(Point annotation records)

---+---

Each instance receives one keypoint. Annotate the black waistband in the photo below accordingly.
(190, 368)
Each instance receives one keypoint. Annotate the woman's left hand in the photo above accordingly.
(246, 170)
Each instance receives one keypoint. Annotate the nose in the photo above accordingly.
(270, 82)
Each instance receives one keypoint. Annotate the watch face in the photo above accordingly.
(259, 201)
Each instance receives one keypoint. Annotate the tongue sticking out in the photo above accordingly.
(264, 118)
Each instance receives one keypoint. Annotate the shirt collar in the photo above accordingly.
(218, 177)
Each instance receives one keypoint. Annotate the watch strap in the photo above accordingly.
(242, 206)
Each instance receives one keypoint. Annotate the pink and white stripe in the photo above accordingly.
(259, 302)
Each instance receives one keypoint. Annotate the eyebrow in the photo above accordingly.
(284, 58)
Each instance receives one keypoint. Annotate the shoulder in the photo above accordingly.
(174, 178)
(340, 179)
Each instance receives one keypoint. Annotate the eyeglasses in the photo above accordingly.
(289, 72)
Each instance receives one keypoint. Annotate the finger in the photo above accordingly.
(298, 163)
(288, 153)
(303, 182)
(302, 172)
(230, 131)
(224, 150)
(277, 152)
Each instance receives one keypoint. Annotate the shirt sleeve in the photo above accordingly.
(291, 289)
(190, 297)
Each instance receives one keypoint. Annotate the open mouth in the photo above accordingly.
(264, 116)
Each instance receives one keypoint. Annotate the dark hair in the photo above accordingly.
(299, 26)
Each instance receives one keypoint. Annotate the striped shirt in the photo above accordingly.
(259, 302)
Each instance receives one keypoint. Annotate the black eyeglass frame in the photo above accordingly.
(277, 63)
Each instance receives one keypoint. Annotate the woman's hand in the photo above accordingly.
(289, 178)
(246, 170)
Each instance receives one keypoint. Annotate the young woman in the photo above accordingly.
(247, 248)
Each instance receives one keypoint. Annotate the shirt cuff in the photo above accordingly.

---+---

Reproduce verbatim the lines from the one containing "Each instance receives one keypoint. Annotate the black eyeglass" through the final line of the records, both included.

Each instance receives one keypoint. Annotate the black eyeglass frame in the photo above accordingly.
(277, 63)
Each instance receives one keypoint. Annotate the woman's hand in the photo above accordingly.
(289, 178)
(246, 170)
Each instance receives one keypoint. Annotate the young woman in the photo above accordingly.
(247, 248)
Each instance receives one keypoint. Annotate the shirt cuff in the photo above accordingly.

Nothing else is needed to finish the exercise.